Work request A: Reproduce the entries below word for word, starting at the first line of the entries and ending with the line that contains "positive clicks: (110, 157)", including both of those lines.

Sen. Lisa Murkowski takes questions from students at Nome-Beltz Jr/Sr High on Thursday. Photo: Laura Kraegel, KNOM.

Sen. Lisa Murkowski addressed more than port development during her visits to Nome and Unalakleet last week. While meeting with local leaders and students, the senator also talked education and community infrastructure.

Her trip began on Thursday with a stop at Nome-Beltz Jr./Sr. High, where she shook students’ hands throughout the hallways and peeked into the gym, catching a few minutes of basketball practice before the Subway Showdown. She then took questions from students in the government class, on student council, and from the junior high.

“It was good,” said Student Body President Samuel Cross. “It wasn’t as in-depth as I was expecting, but I was really happy to hear her thoughts on some pretty controversial topics.”

Those topics included the state’s dismal financial situation — and how it might affect the region going forward. Murkowski said she doesn’t want an income tax in Alaska, but she thinks every option should be up for discussion, including instating a tax and adjusting the way PFD payouts are calculated.

When it comes to education, though, Murkowski said the state should be careful when making cuts. She spoke against potential legislation that would raise minimum enrollment and possibly close 60 small schools statewide, including two in Nome and one in the Bering Strait School District. She called the idea “the best way to kill a community in rural Alaska.”

On the federal level, Murkowski praised recent legislation that overturned the “No Child Left Behind” Act of 2001. The senator said that law gave Washington, D.C., too much power over local education policy.

She said its replacement — the “Every Student Succeeds” Act — will rightly return control to community school districts and boards of education.

“One of the solutions under ‘No Child Left Behind:’ If you have a school that isn’t doing well, the first thing you do is get rid of the principal,” she said. “Well, in rural Alaska, in far too many of our schools, we can’t get a principal for love nor money. So that’s not the answer, but that was what you had to do. Getting it back to the local level is going to be transformational.”

On Friday, Murkowski arrived in Unalakleet and continued to focus on the local level. She met with more than 30 area leaders at the Community Hall, covering everything from poor internet access and increased flooding to high energy costs and the difficulty of developing roads.

Work request B: In the article about Sen. Lisa Murkowski's visits to Nome and Unalakleet, how many area leaders did she meet with at the Community Hall?

Entries excerpted from a collection:
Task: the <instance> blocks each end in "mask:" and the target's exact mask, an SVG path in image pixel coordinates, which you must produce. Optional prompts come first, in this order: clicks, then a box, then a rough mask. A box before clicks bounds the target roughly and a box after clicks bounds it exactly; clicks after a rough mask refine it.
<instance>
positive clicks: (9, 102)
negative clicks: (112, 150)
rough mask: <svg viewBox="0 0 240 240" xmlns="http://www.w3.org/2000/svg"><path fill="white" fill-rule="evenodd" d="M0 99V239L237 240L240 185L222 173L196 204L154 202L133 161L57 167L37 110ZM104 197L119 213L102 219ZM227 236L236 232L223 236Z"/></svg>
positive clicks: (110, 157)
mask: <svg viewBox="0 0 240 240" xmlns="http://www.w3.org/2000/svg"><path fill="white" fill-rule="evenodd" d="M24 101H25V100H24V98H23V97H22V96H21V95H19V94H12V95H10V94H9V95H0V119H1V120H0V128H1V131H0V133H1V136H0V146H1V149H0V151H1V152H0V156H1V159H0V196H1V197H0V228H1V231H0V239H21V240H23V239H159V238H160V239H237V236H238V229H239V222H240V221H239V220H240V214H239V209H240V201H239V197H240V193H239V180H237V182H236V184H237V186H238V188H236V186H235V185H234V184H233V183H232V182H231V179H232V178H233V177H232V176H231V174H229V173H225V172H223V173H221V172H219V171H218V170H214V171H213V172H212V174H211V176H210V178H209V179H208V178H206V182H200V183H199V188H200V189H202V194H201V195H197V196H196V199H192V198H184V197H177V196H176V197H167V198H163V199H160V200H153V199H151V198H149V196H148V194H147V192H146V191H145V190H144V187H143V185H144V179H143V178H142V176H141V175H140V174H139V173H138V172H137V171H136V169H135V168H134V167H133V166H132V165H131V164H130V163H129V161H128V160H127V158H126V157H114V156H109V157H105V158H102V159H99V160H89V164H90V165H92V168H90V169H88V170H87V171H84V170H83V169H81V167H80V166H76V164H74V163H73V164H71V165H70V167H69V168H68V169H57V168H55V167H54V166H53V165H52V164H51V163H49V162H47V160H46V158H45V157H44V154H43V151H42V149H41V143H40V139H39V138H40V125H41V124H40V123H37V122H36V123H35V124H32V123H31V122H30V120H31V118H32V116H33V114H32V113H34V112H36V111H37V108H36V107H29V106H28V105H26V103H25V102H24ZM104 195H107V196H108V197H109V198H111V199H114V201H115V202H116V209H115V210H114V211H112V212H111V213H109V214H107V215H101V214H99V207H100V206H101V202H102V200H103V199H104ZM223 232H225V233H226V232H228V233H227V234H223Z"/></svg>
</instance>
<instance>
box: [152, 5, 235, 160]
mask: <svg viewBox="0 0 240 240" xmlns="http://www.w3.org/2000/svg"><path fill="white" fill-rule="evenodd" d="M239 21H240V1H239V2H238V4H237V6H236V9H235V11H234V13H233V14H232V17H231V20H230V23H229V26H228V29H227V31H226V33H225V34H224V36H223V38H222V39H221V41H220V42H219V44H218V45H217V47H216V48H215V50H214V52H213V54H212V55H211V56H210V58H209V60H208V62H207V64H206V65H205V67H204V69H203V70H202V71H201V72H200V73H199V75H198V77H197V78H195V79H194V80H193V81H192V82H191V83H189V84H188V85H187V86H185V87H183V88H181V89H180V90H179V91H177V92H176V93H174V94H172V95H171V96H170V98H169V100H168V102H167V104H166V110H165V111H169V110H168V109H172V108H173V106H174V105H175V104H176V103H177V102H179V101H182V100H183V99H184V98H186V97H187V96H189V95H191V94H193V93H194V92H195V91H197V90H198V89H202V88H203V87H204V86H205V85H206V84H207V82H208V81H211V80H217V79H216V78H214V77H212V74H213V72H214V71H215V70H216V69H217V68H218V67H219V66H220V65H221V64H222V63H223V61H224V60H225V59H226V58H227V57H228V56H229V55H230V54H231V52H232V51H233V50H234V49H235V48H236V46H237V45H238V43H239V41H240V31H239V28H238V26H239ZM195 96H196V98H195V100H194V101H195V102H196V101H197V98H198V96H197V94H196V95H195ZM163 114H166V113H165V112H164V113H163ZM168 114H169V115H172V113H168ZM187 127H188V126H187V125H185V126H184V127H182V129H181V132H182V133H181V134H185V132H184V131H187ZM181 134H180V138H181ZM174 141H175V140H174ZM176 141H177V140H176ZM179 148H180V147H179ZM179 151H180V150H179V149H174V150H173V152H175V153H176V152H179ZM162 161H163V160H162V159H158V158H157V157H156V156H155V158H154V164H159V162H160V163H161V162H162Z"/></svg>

Solution A:
Task: the <instance> blocks each end in "mask:" and the target's exact mask, an SVG path in image pixel coordinates, which you must produce. Optional prompts come first, in this order: clicks, then a box, then a rough mask. A box before clicks bounds the target roughly and a box after clicks bounds it exactly; clicks after a rough mask refine it.
<instance>
positive clicks: (9, 102)
negative clicks: (112, 150)
rough mask: <svg viewBox="0 0 240 240" xmlns="http://www.w3.org/2000/svg"><path fill="white" fill-rule="evenodd" d="M0 99V239L237 240L240 185L222 173L196 204L154 202L133 161L57 167L37 110ZM104 197L119 213L102 219ZM227 236L236 232L223 236Z"/></svg>
positive clicks: (110, 157)

Solution B: More than 30